> Activity
Copy each record exactly as it reads, leaving out any pictures it holds.

> Stored data entries
┌──
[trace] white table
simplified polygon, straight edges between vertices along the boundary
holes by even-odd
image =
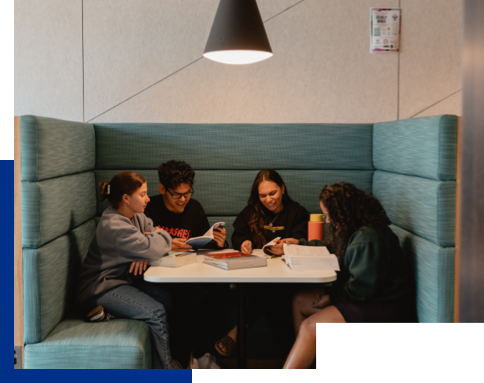
[[[325,283],[336,280],[333,270],[291,270],[280,257],[267,260],[267,267],[241,270],[223,270],[203,262],[203,253],[224,253],[235,250],[198,251],[197,263],[179,267],[155,267],[146,270],[144,279],[155,283],[237,283],[238,325],[237,344],[239,350],[238,367],[246,368],[245,358],[245,283]]]

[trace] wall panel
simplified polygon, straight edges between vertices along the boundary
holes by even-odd
[[[15,0],[15,115],[82,121],[82,0]]]
[[[263,1],[268,19],[295,0]],[[202,57],[218,0],[84,0],[86,120]],[[181,84],[187,86],[188,84]],[[156,86],[156,85],[155,85]],[[156,109],[159,100],[151,100]],[[115,112],[116,113],[116,112]]]
[[[399,117],[404,119],[462,89],[463,1],[401,0],[401,7]]]
[[[398,5],[390,3],[386,6]],[[396,119],[398,54],[369,52],[372,5],[369,0],[301,2],[265,24],[274,57],[247,66],[202,59],[94,121]]]
[[[435,116],[438,114],[455,114],[457,116],[462,116],[462,91],[458,91],[452,96],[428,107],[415,117]]]
[[[15,113],[206,123],[460,114],[462,3],[259,0],[274,57],[227,66],[201,58],[218,0],[17,0]],[[399,5],[401,53],[371,54],[369,8]]]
└──
> Solution for this problem
[trace] white table
simplified polygon, straight edges between vertices along the boundary
holes by even-odd
image =
[[[325,283],[336,280],[333,270],[291,270],[280,257],[267,260],[267,267],[241,270],[223,270],[203,262],[203,253],[224,253],[235,250],[198,251],[197,263],[179,267],[155,267],[146,270],[144,279],[155,283],[237,283],[238,325],[237,344],[239,350],[238,367],[246,368],[245,358],[245,283]]]

[trace] wall panel
simplified polygon, straight edges between vertices along the boundary
holes by even-odd
[[[15,0],[15,115],[82,121],[82,0]]]
[[[263,1],[268,19],[295,0]],[[202,57],[218,0],[84,0],[86,120]],[[181,84],[187,86],[188,84]],[[156,86],[156,85],[155,85]],[[156,109],[159,100],[151,100]],[[115,112],[116,113],[116,112]]]
[[[399,117],[404,119],[462,89],[463,1],[401,0],[401,7]]]
[[[398,5],[390,3],[386,6]],[[396,119],[398,54],[369,52],[372,5],[369,0],[301,2],[265,24],[274,57],[247,66],[202,59],[94,121]]]
[[[435,116],[438,114],[455,114],[457,116],[462,116],[462,91],[458,91],[452,96],[428,107],[415,117]]]
[[[15,113],[206,123],[460,114],[462,3],[259,0],[274,57],[227,66],[201,58],[218,0],[17,0]],[[399,5],[401,53],[371,54],[369,8]]]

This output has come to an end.